Aim: Rewrite the part of the court order that begins with the words containing "H. Morton, Q.C., and" and ends with "Aerospace Canada Inc.", putting "defendants" in place of "respondents".

The examinations shall take place within the next 60 days at a time and place agreeable to the parties and to the persons to be examined. Counsel shall agree upon the dates within two weeks of release of these reasons. In the event a date can not be agreed upon the Court shall fix a date.
The moving party and the responding party may conduct oral examinations. All other parties shall have the right to attend the examination but not to ask questions.
Hogg and Stewart shall each be entitled to have counsel present during their own examination. Stewart shall be entitled to retain and instruct counsel for this sole purpose at the expense of the defendant not to exceed $5,000.00.
The moving party defendant shall pay the costs of the examination and pursuant to rule 31.10(3) the transcript costs for the questions asked by counsel for the defendants. The plaintiff shall pay the costs of the transcript for the questions asked by counsel for the plaintiff.
The transcripts of the examination and any documents produced on the examination may not be used for any purpose other than this litigation without leave of the Court.
Having regard to rule 31.10(4) the costs of the examination itself but not the costs described in paragraphs 3 and 4 shall be costs of the action and shall be in the ultimate discretion of the trial judge.
[17] I am advised that Stewart resides in Ontario while Hogg resides in California. Hogg is also represented by counsel although he did not appear on the motion. I invite the parties to consider whether Hogg's evidence may be taken by video conference or teleconference or some other means satisfactory to all. In that event, I may be spoken to with respect to any necessary order. Failing such agreement, commission evidence will be required and letters of request may have to be directed to the California courts. I may of course be spoken to in that regard as well.
It has been the practice in this action to fix the costs of the various motions and to make them payable forthwith. Menasco is entitled to its costs of this motion. The parties may make written submissions if they are unable to agree upon the appropriate quantum of costs.
Brad Stewart, appellant, on his own behalf.
H. Morton, Q.C., and M.A. MacDonald, for appellants.
C. Thomson, Q.C., and Ian C. Whan Tong, for respondents, Menasco Aerospace Ltd./Coltec Aerospace Canada Inc.

Items:
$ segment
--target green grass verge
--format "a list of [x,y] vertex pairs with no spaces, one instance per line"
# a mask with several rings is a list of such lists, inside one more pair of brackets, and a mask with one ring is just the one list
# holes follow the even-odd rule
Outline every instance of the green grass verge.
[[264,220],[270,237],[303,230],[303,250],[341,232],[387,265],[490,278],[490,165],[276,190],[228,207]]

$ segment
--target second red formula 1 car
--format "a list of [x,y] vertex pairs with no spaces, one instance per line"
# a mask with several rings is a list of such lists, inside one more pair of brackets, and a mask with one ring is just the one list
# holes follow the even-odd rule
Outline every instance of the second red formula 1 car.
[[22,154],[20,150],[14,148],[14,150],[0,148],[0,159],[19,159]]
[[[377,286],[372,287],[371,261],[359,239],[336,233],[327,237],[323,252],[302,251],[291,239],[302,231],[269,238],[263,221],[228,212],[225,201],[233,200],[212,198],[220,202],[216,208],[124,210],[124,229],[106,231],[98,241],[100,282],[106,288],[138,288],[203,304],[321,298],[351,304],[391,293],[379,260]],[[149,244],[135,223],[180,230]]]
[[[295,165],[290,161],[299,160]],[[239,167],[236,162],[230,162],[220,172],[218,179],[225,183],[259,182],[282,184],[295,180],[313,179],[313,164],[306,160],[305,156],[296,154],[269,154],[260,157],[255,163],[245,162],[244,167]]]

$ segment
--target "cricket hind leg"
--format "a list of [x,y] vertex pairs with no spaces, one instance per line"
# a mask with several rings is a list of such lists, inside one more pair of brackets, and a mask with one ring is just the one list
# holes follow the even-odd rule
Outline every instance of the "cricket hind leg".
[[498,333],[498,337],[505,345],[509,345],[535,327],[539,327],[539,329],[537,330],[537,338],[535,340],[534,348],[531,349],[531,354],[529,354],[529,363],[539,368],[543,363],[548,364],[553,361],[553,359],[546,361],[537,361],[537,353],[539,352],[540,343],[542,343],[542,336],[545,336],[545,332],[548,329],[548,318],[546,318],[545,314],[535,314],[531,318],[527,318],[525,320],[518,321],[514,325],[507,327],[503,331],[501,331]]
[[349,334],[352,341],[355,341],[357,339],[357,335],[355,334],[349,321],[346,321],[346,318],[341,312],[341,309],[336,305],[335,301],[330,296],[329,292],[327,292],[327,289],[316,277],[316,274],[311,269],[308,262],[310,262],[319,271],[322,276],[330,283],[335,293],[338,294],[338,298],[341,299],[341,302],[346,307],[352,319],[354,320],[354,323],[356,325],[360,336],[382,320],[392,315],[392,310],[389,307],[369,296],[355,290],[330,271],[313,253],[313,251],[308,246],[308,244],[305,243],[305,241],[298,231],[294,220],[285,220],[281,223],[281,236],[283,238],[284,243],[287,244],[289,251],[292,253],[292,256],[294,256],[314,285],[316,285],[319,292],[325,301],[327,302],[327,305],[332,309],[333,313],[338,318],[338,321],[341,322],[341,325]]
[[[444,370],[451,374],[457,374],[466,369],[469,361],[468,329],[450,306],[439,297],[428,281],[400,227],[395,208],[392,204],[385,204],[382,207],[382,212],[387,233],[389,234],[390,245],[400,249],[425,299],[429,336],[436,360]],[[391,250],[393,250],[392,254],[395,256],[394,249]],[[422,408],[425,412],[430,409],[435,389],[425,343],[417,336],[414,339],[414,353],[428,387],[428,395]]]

Output:
H. Morton, Q.C., and M.A. MacDonald, for appellants.
C. Thomson, Q.C., and Ian C. Whan Tong, for defendants, Menasco Aerospace Ltd./Coltec Aerospace Canada Inc.